* SELECTED EXCERPT
Content starts

Auguste Ottin

Auguste-Louis-Marie Jenks Ottin (18111890) was a French academic sculptor and recipient of the decoration of the Legion of Honor.

Auguste Ottin, c.1865. Photograph by Nadar
Polyphemus Surprising Acis and Galatea, (1866), the Fontaine Médicis, Jardin du Luxembourg, Paris )

Early life

Ottin was born and died in Paris, where he was a pupil of David d'Angers and of the École des Beaux Arts. Ottin was a friend of Théodore Chassériau, a pupil in the atélier of Ingres, who in 1833 produced a black chalk portrait of Ottin. (Presented to the National Gallery of Art, Washington, in 2006.) Ottin obtained the Grand Prix de Sculpture at the Concours of 1836 with his statue of "Socrate Buvant la Ciguë.".[1]

Exhibitions

Campaspe taking off her clothes in front of Apelles (1883). North façade of the Cour Carrée in the Louvre palace, Paris.

Ottin was responsible for the assembly in 1834 of the vast surtout de table of hunting vignettes, commissioned for the Tuileries Garden by Louis-Philippe's heir, Ferdinand-Philippe, duc d'Orléans, and entrusted to the supervision of Claude-Aimé Chenavard, who gave much of the sculptural work to Antoine-Louis Barye, the celebrated animalier.[2] In 1836 he shared with Jean-Marie Bonnassieux the Grand Prix de Rome for a sculpture of Socrates drinking the draft. One vestige of his Roman sojourn of 1836-40 is a View of Rome, 1837, in graphite and watercolor, at the Fine Arts Museums of San Francisco.[3]

His portrait bust of the painter and Director of the Academy, Jean-Auguste-Dominique Ingres, executed shortly after his return to Paris in 1840, in plaster, tinted terracotta, is conserved by the École nationale supérieure des Beaux-Arts, Paris.

Ottin exhibited in 1841 a bust in marble, and afterward produced a group of "Hercules Presenting to Eurysthea the Apples of Hesperides," in marble; busts of Chaptal, Quesnault, Ingres, (1842); and Ecce Homo, in marble, (1844).[1] His 1846 "Indian Hunter Surprised by a Boa" in bronze resulted in the awarding of a medal and was a featured piece under the center dome of the New York Crystal Palace in 1853,[4] and was later mounted at Fountainebleau Chateau outside Paris.

Content ends

Data entries
Content starts

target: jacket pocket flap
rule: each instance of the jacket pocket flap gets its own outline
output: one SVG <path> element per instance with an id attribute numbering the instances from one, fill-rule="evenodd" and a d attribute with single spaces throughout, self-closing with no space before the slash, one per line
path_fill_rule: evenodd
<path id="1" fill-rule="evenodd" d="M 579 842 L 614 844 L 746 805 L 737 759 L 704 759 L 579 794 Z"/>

Content ends

* WHAT YOU WILL DO
According to the article on Auguste Ottin, who made a black chalk portrait of Ottin in 1833?

* ANSWER SECTION
Théodore Chassériau